Assignment.
Print all the entries verbatim.

Provided records.

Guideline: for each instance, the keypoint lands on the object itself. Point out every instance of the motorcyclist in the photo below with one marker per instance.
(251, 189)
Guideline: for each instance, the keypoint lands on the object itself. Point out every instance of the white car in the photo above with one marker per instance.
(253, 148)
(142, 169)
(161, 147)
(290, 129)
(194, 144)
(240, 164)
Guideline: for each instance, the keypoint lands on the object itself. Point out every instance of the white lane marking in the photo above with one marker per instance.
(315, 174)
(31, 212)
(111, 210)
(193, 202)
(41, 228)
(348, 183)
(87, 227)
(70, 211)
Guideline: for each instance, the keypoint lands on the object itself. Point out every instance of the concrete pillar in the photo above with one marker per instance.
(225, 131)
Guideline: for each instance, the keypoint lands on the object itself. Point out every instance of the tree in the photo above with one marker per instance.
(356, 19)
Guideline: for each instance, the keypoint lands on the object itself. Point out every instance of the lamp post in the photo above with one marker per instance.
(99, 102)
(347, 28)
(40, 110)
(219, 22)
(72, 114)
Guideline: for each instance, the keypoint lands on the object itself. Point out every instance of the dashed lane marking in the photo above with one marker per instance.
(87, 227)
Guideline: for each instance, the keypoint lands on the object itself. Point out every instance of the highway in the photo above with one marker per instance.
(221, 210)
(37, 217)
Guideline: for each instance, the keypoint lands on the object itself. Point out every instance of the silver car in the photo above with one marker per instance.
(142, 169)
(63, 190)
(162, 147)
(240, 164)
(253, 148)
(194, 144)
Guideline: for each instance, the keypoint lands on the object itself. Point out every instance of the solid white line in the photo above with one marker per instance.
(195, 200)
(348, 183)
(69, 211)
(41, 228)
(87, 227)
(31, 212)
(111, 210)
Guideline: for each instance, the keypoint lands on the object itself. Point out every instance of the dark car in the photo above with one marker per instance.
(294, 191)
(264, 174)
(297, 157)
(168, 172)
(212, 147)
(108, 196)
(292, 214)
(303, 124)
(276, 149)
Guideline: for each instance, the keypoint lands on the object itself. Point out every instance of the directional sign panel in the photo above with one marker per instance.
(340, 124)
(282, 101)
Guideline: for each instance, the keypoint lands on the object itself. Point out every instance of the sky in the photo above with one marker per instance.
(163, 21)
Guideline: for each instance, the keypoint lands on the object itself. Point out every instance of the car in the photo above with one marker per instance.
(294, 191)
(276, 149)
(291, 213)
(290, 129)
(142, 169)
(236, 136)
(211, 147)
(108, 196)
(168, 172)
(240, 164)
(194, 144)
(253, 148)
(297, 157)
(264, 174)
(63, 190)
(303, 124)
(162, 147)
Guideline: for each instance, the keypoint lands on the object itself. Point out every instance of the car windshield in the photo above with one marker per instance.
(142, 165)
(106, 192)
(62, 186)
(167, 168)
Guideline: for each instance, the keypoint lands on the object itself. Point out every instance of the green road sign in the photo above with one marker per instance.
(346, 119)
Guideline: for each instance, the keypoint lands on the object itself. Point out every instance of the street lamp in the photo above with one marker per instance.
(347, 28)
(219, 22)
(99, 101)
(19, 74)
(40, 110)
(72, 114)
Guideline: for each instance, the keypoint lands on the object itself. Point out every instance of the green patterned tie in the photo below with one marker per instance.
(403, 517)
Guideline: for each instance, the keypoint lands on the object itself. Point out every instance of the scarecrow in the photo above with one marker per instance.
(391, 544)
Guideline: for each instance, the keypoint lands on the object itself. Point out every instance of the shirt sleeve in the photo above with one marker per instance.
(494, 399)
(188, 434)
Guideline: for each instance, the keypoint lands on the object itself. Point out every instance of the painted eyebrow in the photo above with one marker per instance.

Answer area.
Guideline: for each instance, the keypoint lands on the object itself. Point out every instance of the motorcyclist in the photo below with one marker per instance.
(251, 189)
Guideline: for each instance, the keypoint lands on the object itself. Point out every instance of the white car in the photo above with one marker per instance.
(253, 148)
(142, 169)
(161, 147)
(290, 129)
(194, 144)
(240, 164)
Guideline: for each instance, the keypoint lands on the object itself. Point out every instance of the white lane marking in the photo above with one marker per instance.
(315, 174)
(31, 212)
(111, 210)
(193, 202)
(41, 228)
(348, 183)
(87, 227)
(70, 211)
Guideline: for each instance, the keypoint lands on the object itself. Point out every instance of the concrete pillar in the photo above with one marker per instance.
(225, 131)
Guideline: for each instance, the keypoint lands on the object itself. Point out every instance of the tree in the photo above with one marker per instance.
(356, 19)
Guideline: for each instance, the keypoint lands on the object itself. Point out every instance of the lamp post in the photo above with one marker per instance.
(99, 102)
(347, 28)
(40, 110)
(219, 22)
(72, 114)
Guideline: for each instance, the keypoint lands on the object itself. Point out every instance of the dashed lane marking in the photo above with one marker per instance.
(87, 227)
Guideline: for each instance, the keypoint lands on the object itself. Point out every instance of the highway in the photo above with one marker per instance.
(221, 210)
(37, 217)
Guideline: for each instance, the keypoint lands on the object itself. Point out every instance of the silver car in the photo above with one marker per instance.
(142, 169)
(63, 190)
(162, 147)
(240, 164)
(253, 148)
(194, 144)
Guideline: for each instance, the keypoint lands on the object itself. Point out every instance of the solid white line in the photo above with one marker per instance.
(195, 200)
(348, 183)
(69, 211)
(41, 228)
(87, 227)
(31, 212)
(111, 210)
Guideline: for each instance, the keypoint lands on the object itself. Point out every instance of the dark car in the photo above with one marker per instance.
(294, 191)
(264, 174)
(297, 157)
(168, 172)
(212, 147)
(108, 196)
(292, 214)
(303, 124)
(276, 149)
Guideline: for each instance, the keypoint lands on the object itself. Point out every instance of the directional sign panel in the photo above with one marker per instance.
(340, 124)
(282, 101)
Guideline: for each instance, the keypoint lands on the object itself. Point out every instance of the sky in the photo above with one marker per instance.
(163, 21)
Guideline: for each instance, the keypoint lands on the object itself. Point out every instance of the car in the photo above with one marker per instance.
(294, 191)
(276, 149)
(291, 213)
(290, 129)
(142, 169)
(236, 136)
(211, 147)
(108, 196)
(168, 172)
(240, 164)
(194, 144)
(253, 148)
(297, 157)
(264, 174)
(63, 190)
(303, 124)
(162, 147)
Guideline: for each instance, the keypoint lands on the object itself. Point out every instance of the car windshield in the photo above with one marker per instance.
(142, 165)
(106, 192)
(62, 186)
(167, 168)
Guideline: for each instance, the keypoint lands on the object itself. Point out every instance of the green road sign in the photo above with one marker per instance.
(346, 119)
Guideline: for each instance, the keypoint lands on the object itself. Point out every instance of the street lamp in the photo above with one marker per instance.
(347, 28)
(219, 22)
(99, 101)
(19, 74)
(40, 110)
(72, 114)
Guideline: for each instance, the keypoint lands on the object itself. Point out every instance of the green patterned tie in the photo below with one marker per instance.
(403, 517)
Guideline: for each instance, the keypoint lands on the object itself. Point out every instance of the scarecrow in the photo above with one marker per instance.
(391, 544)
Guideline: for each instance, the keypoint lands on the object itself. Point out every instance of the shirt sleeve in the photo above with one marker per instance.
(494, 399)
(188, 434)
Guideline: for each instance, the keypoint lands on the object itself. Point out every instance of the painted eyebrow in the photo above with one marker per instance.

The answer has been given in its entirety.